* _TO BE DONE_
Pull out every line in the entries below that contains the word "white". Case counts.

* _INFORMATION GIVEN_
## Start
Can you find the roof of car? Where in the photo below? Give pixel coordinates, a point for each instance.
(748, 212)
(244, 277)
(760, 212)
## End
## Start
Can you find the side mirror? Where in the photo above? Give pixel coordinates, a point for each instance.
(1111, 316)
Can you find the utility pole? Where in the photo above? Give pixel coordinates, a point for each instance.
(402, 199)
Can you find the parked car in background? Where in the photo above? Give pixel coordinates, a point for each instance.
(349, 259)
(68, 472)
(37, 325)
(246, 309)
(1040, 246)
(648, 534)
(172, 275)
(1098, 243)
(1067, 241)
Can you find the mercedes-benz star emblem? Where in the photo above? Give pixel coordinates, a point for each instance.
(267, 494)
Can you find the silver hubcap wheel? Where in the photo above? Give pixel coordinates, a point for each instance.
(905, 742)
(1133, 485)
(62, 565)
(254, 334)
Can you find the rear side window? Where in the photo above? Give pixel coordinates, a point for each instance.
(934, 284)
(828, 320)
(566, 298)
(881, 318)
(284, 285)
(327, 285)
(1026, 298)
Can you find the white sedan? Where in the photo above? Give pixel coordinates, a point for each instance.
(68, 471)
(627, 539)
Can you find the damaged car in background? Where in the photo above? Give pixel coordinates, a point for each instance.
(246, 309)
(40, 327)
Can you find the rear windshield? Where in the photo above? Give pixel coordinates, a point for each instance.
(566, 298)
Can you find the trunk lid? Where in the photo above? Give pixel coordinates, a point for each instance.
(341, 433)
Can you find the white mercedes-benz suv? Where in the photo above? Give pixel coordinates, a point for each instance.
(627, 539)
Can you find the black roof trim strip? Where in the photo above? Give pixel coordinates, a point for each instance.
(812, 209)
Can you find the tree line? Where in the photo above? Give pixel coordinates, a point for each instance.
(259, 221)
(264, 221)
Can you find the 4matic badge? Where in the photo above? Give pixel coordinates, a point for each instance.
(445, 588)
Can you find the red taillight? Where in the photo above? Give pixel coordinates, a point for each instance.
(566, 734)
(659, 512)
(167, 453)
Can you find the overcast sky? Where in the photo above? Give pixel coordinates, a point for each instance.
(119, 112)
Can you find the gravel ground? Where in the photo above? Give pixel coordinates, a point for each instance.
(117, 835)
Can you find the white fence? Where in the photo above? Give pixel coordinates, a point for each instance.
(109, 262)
## End
* _THE REPLY_
Can you find the white sedan? Where in the photo above? Give pixel coordinates, a point for each instance.
Can you find the white mercedes-benz suv? Where in the photo above? Give pixel coordinates, a point for each instance.
Can you find the white fence? Where in the photo above? Give pixel coordinates, a point for each instance.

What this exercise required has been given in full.